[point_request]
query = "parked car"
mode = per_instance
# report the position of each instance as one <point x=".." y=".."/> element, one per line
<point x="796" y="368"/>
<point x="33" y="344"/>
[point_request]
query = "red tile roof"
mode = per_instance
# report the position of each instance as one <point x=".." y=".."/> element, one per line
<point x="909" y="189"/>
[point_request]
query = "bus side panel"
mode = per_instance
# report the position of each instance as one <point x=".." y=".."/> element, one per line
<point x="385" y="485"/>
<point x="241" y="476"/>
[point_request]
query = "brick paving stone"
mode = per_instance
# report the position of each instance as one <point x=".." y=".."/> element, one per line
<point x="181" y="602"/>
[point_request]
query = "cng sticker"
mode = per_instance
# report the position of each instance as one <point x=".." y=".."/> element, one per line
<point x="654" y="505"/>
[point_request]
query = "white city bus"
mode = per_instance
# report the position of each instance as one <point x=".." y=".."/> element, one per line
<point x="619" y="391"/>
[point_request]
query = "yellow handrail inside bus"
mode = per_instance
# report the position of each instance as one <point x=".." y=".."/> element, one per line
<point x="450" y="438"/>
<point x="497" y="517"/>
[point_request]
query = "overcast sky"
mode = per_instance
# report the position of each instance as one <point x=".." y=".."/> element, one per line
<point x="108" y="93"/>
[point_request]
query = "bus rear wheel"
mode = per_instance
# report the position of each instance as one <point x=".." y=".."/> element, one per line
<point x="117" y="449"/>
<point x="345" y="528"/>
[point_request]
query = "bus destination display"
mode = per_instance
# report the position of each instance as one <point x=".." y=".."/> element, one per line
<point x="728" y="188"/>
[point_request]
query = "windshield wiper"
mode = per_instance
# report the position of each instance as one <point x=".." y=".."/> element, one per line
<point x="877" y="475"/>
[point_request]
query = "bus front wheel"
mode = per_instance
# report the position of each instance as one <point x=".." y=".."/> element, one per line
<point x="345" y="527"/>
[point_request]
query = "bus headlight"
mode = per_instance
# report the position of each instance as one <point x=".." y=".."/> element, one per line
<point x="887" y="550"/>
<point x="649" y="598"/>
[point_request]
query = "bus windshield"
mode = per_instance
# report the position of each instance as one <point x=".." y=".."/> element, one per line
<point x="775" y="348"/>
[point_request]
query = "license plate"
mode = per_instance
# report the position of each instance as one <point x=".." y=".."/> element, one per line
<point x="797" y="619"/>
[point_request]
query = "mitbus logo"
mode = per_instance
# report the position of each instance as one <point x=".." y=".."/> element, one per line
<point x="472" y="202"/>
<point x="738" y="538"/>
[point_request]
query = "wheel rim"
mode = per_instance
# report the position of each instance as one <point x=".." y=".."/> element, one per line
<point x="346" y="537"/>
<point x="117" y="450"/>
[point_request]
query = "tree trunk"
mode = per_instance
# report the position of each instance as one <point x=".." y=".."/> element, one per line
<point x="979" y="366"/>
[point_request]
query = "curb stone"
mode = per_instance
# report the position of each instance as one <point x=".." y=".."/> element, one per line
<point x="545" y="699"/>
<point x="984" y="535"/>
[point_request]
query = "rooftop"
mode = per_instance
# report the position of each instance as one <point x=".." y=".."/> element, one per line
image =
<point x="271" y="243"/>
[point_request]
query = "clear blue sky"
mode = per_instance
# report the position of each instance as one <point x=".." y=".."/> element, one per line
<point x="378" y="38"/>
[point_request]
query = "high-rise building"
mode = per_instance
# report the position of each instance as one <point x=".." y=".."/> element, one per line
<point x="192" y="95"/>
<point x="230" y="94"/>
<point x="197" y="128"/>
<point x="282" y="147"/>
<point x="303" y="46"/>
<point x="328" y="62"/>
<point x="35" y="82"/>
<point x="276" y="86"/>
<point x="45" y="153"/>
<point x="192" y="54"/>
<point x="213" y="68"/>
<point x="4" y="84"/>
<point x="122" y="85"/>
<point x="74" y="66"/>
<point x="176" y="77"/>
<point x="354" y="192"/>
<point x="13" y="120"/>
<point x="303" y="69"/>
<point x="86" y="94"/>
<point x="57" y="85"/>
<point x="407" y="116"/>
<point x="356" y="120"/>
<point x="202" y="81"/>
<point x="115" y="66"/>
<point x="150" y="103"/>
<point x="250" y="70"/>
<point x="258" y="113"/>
┄┄┄┄┄┄
#### [Written instruction]
Extract the listing in its entirety and repeat it exactly.

#### [Answer to this task]
[point_request]
query = "parked car"
mode = per_instance
# report the position of each instance as one <point x=".." y=".."/> element, one per line
<point x="796" y="368"/>
<point x="33" y="344"/>
[point_request]
query = "red tile roof"
mode = per_instance
# report the position of each instance as one <point x=".." y=".."/> element, one per line
<point x="909" y="189"/>
[point_request]
query = "bus side panel"
mode = per_instance
# report the position of each instance as one <point x=".." y=".."/> element, one per line
<point x="385" y="485"/>
<point x="241" y="476"/>
[point_request]
query = "brick paving stone"
mode = per_instance
# report the position of each instance as one <point x=".." y=".."/> element, one per line
<point x="181" y="602"/>
[point_request]
query = "cng sticker"
mode = per_instance
# report the position of each instance as one <point x=".." y=".."/> element, one per line
<point x="654" y="505"/>
[point_request]
query = "white city bus"
mode = per_instance
# report the position of each instance as one <point x=".." y=".."/> element, one per line
<point x="619" y="391"/>
[point_request]
query = "yellow handrail inside bus"
mode = per_instance
# report the position of each instance as one <point x=".." y=".."/> element, one per line
<point x="450" y="438"/>
<point x="497" y="517"/>
[point_request]
query = "overcast sky"
mode = per_instance
# report the position of each instance as one <point x=".." y=".."/> element, one per line
<point x="108" y="93"/>
[point_request]
query = "bus rear wheel"
mode = per_instance
# report the position of each instance as one <point x=".." y=".."/> element, one per line
<point x="117" y="449"/>
<point x="345" y="528"/>
[point_request]
query = "bus destination display"
mode = per_instance
# report the position of each instance as one <point x=".." y=".."/> element, one per line
<point x="728" y="188"/>
[point_request]
query = "windshield wiper"
mode = per_instance
# report the position of each instance as one <point x=".." y=".."/> element, one per line
<point x="877" y="475"/>
[point_request]
query = "bus front wheel"
mode = per_instance
# report the position of each instance as one <point x=".." y=".."/> element, one per line
<point x="345" y="527"/>
[point_request]
query = "bus headlight"
mode = per_instance
# report the position of each instance as one <point x=".." y=".."/> element, one per line
<point x="887" y="550"/>
<point x="649" y="598"/>
[point_request]
query = "bus windshield"
mode = per_instance
# report the position of each instance as one <point x=".." y=".."/> element, one per line
<point x="775" y="348"/>
[point_request]
query = "license plate"
mode = per_instance
# report the position of each instance as one <point x=".." y=".."/> element, one per line
<point x="797" y="619"/>
[point_request]
query = "mitbus logo"
mode = per_instance
# report the position of each instance as one <point x=".." y=".."/> element, one per line
<point x="472" y="202"/>
<point x="738" y="538"/>
[point_request]
query = "wheel rim"
mode = per_instance
# report the position of each instance as one <point x=".." y=".."/> element, one per line
<point x="346" y="537"/>
<point x="117" y="450"/>
[point_request]
query = "tree trunk"
mode = per_instance
# report the position of each instance as one <point x=".." y=".."/> element, one per line
<point x="979" y="366"/>
[point_request]
query = "curb stone"
mode = per_instance
# report the position of each instance as one <point x=".." y=".."/> element, one per line
<point x="545" y="699"/>
<point x="984" y="535"/>
[point_request]
query = "rooftop"
mode = per_instance
# report the position of each instance as one <point x=".." y=".."/> element, one per line
image =
<point x="271" y="243"/>
[point_request]
query = "clear blue sky"
mode = per_instance
# report the position of each instance as one <point x=".." y=".."/> element, one per line
<point x="378" y="38"/>
[point_request]
query = "high-rise building"
mode = per_instance
# report the position of each instance as one <point x=".." y=".."/> element, one per line
<point x="192" y="95"/>
<point x="230" y="94"/>
<point x="197" y="128"/>
<point x="282" y="147"/>
<point x="303" y="46"/>
<point x="328" y="62"/>
<point x="35" y="82"/>
<point x="276" y="86"/>
<point x="45" y="153"/>
<point x="192" y="54"/>
<point x="213" y="68"/>
<point x="4" y="84"/>
<point x="122" y="85"/>
<point x="74" y="66"/>
<point x="176" y="77"/>
<point x="354" y="192"/>
<point x="13" y="120"/>
<point x="303" y="69"/>
<point x="86" y="94"/>
<point x="57" y="85"/>
<point x="407" y="116"/>
<point x="356" y="120"/>
<point x="202" y="81"/>
<point x="115" y="66"/>
<point x="150" y="103"/>
<point x="250" y="70"/>
<point x="258" y="113"/>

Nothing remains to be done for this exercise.